-- Begin Records shown --

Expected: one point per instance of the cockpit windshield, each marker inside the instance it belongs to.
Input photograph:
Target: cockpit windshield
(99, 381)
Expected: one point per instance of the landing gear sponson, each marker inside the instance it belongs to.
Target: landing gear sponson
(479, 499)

-- End Records shown --
-- Begin Records shown --

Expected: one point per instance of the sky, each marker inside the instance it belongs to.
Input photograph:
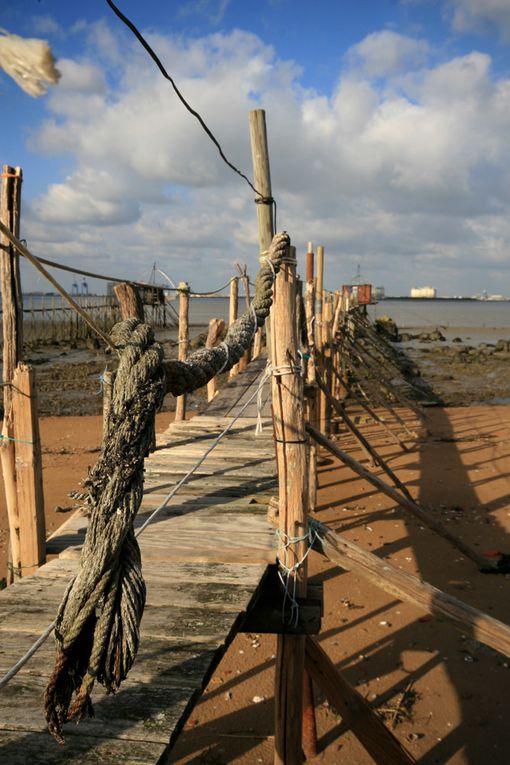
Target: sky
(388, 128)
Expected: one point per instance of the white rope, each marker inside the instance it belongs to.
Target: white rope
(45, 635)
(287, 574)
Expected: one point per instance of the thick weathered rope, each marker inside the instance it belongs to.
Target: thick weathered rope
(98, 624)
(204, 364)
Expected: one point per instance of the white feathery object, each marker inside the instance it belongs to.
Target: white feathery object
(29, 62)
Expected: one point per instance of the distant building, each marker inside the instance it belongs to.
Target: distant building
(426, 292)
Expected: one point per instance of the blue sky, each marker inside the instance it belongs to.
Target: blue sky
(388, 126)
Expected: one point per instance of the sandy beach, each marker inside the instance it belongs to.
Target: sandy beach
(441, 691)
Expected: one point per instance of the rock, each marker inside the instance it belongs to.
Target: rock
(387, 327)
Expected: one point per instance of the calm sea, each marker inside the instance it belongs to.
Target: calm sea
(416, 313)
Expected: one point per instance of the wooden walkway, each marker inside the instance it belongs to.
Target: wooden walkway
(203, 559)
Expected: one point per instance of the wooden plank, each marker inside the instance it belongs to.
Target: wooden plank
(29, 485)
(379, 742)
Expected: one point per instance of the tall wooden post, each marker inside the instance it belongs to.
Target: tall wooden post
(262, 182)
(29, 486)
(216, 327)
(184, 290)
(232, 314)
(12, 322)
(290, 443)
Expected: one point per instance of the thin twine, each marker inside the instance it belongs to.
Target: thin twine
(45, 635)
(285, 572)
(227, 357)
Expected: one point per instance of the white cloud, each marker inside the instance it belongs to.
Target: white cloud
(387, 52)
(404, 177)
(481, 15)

-- End Records shown --
-- Begin Records shown --

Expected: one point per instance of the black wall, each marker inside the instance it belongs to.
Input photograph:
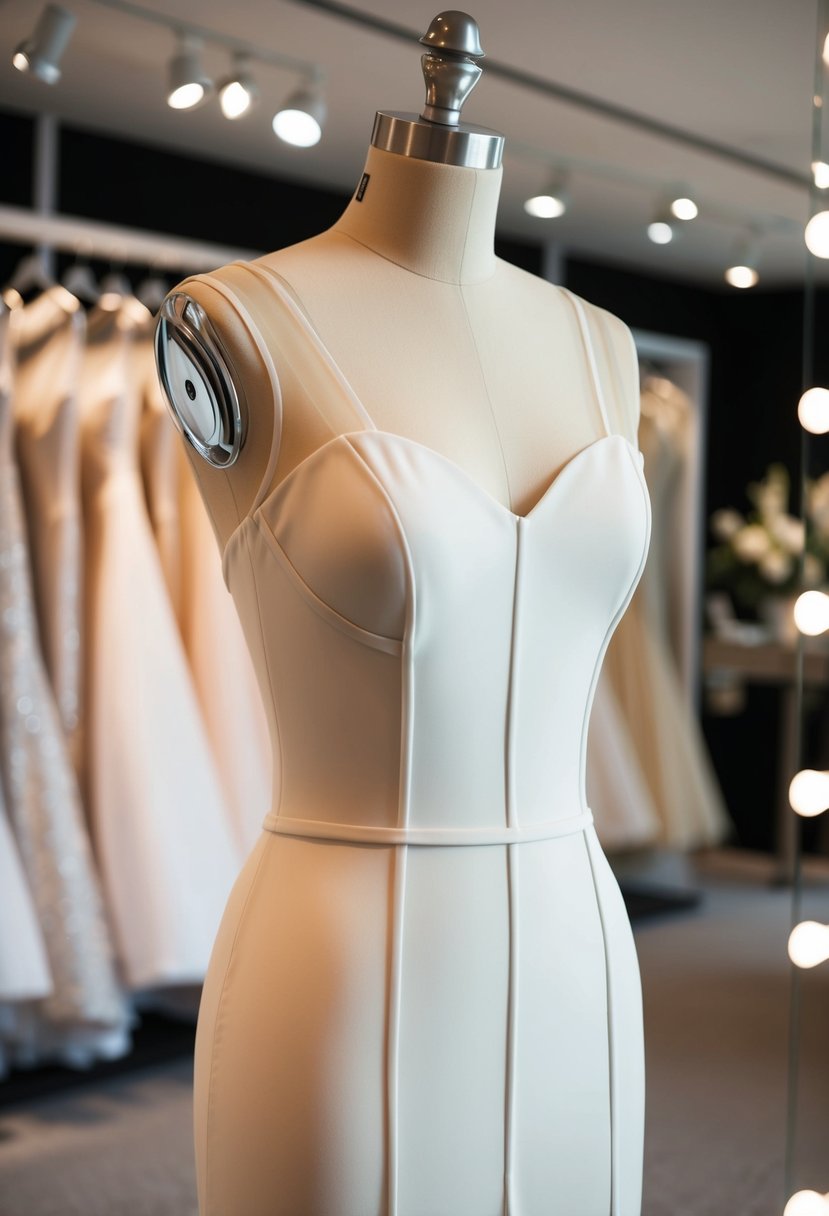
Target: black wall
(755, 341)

-- End Records shown --

Exercise instructions – Count the lines above that contain the string "gear", treating uppercase and lowercase as different, and give only the number.

Exercise solution – 2